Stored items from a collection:
-- start --

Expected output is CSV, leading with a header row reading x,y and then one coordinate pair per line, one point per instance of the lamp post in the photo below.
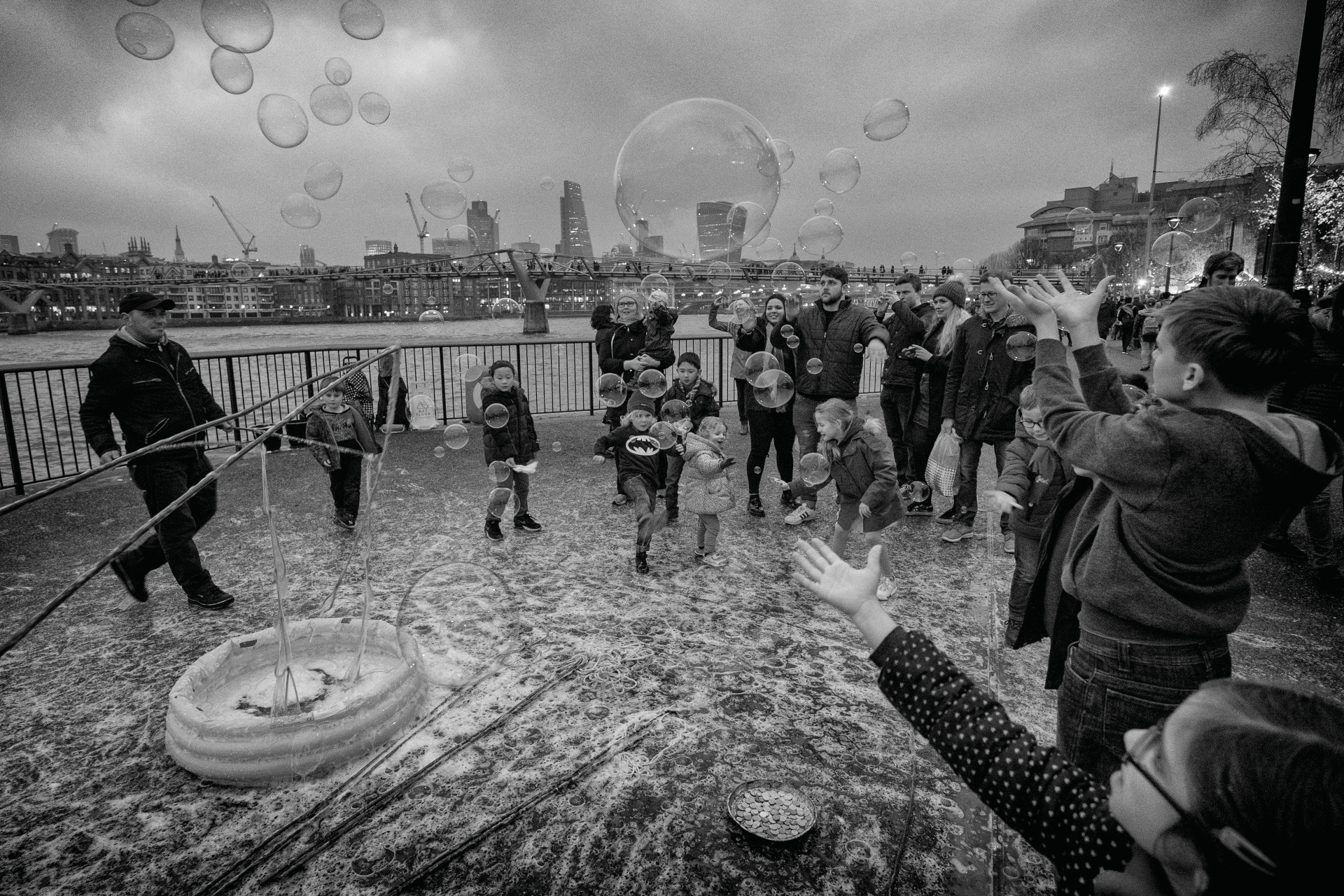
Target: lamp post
x,y
1152,186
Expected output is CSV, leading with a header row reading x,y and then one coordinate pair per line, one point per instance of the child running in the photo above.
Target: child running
x,y
864,473
707,488
514,444
339,437
699,397
636,470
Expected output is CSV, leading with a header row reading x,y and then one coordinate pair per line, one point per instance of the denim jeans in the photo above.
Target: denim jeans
x,y
1114,685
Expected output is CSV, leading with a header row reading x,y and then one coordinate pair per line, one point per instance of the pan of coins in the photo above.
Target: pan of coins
x,y
772,811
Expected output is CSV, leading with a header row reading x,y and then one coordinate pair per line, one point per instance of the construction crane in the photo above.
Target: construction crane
x,y
421,226
251,244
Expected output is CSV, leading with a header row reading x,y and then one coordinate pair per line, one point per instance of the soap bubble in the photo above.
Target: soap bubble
x,y
232,70
840,171
281,120
610,390
813,469
757,365
242,26
456,435
374,108
460,168
331,105
360,19
889,118
682,166
144,35
773,388
299,210
1022,347
652,383
444,199
337,71
1200,216
1170,248
323,181
820,235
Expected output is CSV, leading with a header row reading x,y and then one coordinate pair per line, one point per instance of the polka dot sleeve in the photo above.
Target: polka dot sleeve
x,y
1059,809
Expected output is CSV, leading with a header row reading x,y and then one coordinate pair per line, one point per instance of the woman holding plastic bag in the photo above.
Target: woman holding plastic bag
x,y
930,359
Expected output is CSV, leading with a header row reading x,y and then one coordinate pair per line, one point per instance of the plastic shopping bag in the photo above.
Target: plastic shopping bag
x,y
944,460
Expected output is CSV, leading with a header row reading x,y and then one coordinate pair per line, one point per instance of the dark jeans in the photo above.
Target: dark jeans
x,y
1114,685
968,475
163,481
895,410
769,428
346,480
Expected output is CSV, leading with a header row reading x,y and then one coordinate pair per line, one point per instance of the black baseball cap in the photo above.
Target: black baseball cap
x,y
144,301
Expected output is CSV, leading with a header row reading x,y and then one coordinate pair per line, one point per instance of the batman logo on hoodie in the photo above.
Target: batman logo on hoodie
x,y
641,445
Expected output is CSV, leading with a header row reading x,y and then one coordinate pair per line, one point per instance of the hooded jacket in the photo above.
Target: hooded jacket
x,y
705,485
152,390
983,382
841,367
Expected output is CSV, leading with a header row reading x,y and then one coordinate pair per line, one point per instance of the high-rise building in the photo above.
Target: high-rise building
x,y
59,238
574,234
486,227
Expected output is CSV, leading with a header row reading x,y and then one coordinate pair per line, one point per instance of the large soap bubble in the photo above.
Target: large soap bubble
x,y
444,199
337,71
362,19
323,181
144,35
232,70
242,26
281,120
820,235
682,171
840,171
889,118
460,168
299,210
374,108
331,105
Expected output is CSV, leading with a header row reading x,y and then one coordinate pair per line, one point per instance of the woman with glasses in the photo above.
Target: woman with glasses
x,y
1241,790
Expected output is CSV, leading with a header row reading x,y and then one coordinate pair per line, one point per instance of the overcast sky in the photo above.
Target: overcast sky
x,y
1009,102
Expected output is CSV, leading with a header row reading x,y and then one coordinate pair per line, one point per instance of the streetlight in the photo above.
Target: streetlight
x,y
1152,187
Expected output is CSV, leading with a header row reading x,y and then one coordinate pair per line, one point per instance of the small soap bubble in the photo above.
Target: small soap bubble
x,y
374,108
840,171
362,19
444,199
337,71
232,70
242,26
299,210
281,120
144,35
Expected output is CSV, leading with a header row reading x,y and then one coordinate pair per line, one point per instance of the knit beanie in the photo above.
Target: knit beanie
x,y
953,292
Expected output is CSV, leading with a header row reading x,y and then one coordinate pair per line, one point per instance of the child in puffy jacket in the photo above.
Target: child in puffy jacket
x,y
706,489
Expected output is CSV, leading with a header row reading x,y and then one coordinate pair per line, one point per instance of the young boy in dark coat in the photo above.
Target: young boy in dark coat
x,y
514,445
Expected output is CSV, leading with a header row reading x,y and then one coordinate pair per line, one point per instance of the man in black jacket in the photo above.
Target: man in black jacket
x,y
150,383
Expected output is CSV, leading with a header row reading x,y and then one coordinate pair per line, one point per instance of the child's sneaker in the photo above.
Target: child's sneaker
x,y
527,524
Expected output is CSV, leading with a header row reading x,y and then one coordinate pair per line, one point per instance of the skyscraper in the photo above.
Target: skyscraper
x,y
574,237
487,230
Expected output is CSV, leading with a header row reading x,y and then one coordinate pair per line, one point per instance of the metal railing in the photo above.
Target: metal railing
x,y
39,403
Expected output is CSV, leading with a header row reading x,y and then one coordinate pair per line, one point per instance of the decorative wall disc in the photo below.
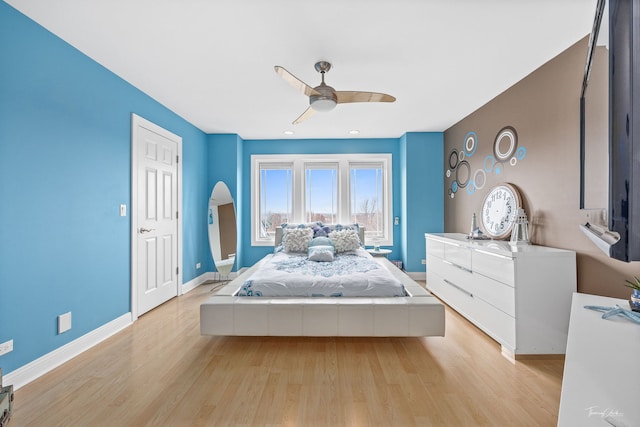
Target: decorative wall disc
x,y
453,159
506,138
480,179
489,167
521,153
463,173
470,143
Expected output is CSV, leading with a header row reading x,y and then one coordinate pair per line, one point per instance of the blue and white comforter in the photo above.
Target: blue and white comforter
x,y
352,274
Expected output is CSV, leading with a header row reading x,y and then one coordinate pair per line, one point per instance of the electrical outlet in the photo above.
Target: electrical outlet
x,y
6,347
64,322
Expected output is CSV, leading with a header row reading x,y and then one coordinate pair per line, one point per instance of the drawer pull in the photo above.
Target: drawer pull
x,y
458,288
495,255
457,266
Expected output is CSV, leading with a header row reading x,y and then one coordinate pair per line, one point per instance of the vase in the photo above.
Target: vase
x,y
635,300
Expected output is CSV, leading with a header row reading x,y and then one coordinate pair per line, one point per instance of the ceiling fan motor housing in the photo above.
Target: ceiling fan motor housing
x,y
327,99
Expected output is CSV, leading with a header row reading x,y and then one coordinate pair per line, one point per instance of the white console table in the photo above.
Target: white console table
x,y
601,376
520,296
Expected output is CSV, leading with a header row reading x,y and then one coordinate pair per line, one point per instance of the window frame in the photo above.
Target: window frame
x,y
298,163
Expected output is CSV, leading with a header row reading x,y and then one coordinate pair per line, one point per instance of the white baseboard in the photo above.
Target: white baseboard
x,y
197,281
33,370
417,275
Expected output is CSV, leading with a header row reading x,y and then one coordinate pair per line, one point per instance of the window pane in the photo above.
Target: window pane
x,y
275,199
367,204
321,190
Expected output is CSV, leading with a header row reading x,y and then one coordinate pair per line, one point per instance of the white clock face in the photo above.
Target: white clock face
x,y
499,210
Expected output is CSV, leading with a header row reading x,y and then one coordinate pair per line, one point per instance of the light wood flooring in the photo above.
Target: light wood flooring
x,y
160,371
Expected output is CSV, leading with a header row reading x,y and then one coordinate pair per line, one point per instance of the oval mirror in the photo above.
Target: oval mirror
x,y
221,220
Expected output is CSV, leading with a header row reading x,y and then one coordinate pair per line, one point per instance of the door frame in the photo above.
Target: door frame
x,y
136,123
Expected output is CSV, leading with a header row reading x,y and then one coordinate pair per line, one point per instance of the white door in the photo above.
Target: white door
x,y
155,208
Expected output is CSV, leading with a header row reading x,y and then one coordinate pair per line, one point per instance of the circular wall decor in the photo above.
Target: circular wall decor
x,y
480,179
471,187
453,159
489,168
521,153
470,143
506,138
463,173
499,210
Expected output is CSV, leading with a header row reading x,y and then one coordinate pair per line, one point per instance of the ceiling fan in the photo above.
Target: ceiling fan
x,y
324,97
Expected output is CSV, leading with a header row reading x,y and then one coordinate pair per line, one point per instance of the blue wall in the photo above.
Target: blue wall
x,y
225,162
422,186
65,155
65,159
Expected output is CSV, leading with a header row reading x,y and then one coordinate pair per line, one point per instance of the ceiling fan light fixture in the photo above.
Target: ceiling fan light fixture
x,y
323,104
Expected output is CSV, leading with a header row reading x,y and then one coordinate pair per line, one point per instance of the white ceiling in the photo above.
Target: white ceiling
x,y
211,61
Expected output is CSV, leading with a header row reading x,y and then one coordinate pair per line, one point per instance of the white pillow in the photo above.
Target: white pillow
x,y
321,253
345,240
296,239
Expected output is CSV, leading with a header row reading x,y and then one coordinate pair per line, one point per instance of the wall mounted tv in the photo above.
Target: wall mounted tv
x,y
622,238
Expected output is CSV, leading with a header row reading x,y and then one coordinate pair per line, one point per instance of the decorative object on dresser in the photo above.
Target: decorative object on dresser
x,y
499,210
634,300
519,295
520,232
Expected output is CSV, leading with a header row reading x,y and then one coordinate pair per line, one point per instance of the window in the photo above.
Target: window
x,y
339,188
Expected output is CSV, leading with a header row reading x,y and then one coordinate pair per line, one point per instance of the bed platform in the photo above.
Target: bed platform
x,y
419,314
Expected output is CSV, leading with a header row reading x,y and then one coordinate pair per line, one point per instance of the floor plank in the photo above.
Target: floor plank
x,y
161,372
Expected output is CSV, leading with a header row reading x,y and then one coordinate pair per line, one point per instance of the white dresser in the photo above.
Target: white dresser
x,y
520,296
600,380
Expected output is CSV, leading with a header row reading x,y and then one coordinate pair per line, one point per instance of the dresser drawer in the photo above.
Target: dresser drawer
x,y
435,248
496,323
449,271
458,254
496,293
495,266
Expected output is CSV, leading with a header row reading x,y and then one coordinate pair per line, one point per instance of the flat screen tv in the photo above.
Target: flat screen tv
x,y
620,196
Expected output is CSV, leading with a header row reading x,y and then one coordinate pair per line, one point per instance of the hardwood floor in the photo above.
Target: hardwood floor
x,y
160,371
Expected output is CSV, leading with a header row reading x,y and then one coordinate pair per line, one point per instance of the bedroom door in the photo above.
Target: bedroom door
x,y
155,225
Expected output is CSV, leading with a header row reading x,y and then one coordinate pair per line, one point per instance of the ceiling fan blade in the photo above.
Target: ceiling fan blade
x,y
304,116
355,96
297,84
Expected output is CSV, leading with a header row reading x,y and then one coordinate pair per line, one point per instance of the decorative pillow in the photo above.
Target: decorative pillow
x,y
321,231
321,241
296,239
345,240
301,225
321,253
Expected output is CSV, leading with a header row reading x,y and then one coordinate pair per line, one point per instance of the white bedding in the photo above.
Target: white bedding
x,y
351,274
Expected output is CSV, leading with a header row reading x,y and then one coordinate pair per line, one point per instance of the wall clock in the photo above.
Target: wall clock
x,y
499,210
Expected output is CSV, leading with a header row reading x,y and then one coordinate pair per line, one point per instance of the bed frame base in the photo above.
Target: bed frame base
x,y
419,314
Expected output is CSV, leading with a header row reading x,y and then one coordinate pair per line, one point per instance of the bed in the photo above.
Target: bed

-- end --

▶ **Stated task**
Quote, without any change, each line from the one that contains "decorative pillow in the photo above." through the end of the material.

▶ **Answer to this exercise**
Expected output is CSV, leading with a header row reading x,y and then one coordinate pair per line, one point per instance of the decorative pillow in the photo above.
Target: decorative pillow
x,y
321,231
321,241
296,239
345,240
301,225
321,253
Expected output is CSV, leading with a header row reading x,y and then one coordinate pair per line, one point per instance of the white bedding in the photo above.
Target: white bedding
x,y
351,274
Expected output is CSV, leading with a header row reading x,y and then one coordinate pair per line, one point per instance of the wall clock in the photo above.
Target: wall clock
x,y
499,210
Expected output is CSV, leading with a header row reading x,y and then one coordinate pair per line, one point per instance of the bed frame base in the photo above.
Target: bed frame base
x,y
419,314
Expected output is CSV, leading with a header row reading x,y and then one coordinate pair per line, one point per instance of the bed in the photo above.
Target: bed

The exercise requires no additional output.